§ **DIRECTIONS**
Would you return, word for word, the lines of the data below from the line with "Task: for every" through the line with "positive clicks: (188, 1) (190, 12)", and no others?

━━ INFORMATION SUPPLIED

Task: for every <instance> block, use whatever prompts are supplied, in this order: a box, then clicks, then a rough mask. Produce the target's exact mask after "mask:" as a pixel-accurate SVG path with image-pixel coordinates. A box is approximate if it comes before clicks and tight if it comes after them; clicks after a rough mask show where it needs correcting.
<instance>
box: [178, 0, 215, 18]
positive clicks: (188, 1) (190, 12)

━━━━
━━ INFORMATION SUPPLIED

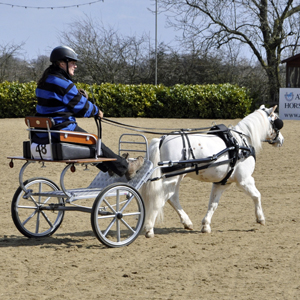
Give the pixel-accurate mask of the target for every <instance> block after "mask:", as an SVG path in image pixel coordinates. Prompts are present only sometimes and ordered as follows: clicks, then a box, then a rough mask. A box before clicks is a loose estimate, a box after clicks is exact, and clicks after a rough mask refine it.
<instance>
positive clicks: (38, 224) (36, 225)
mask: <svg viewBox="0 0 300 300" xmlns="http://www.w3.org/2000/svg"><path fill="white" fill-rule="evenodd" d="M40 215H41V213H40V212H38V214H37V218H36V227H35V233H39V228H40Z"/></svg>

━━━━

§ **OUTPUT FOR THIS EXERCISE**
Task: for every <instance> block, use whatever prompts are supplied, in this order: a box, then clicks, then a rough mask. Produce the target's exact mask after "mask:" as a pixel-accurate SVG path with image-pixel coordinates. A box is approximate if it comes before clicks and tight if it comes after them; clicks after a rough mask show where it needs correcting.
<instance>
box: [178, 0, 215, 18]
positive clicks: (188, 1) (190, 12)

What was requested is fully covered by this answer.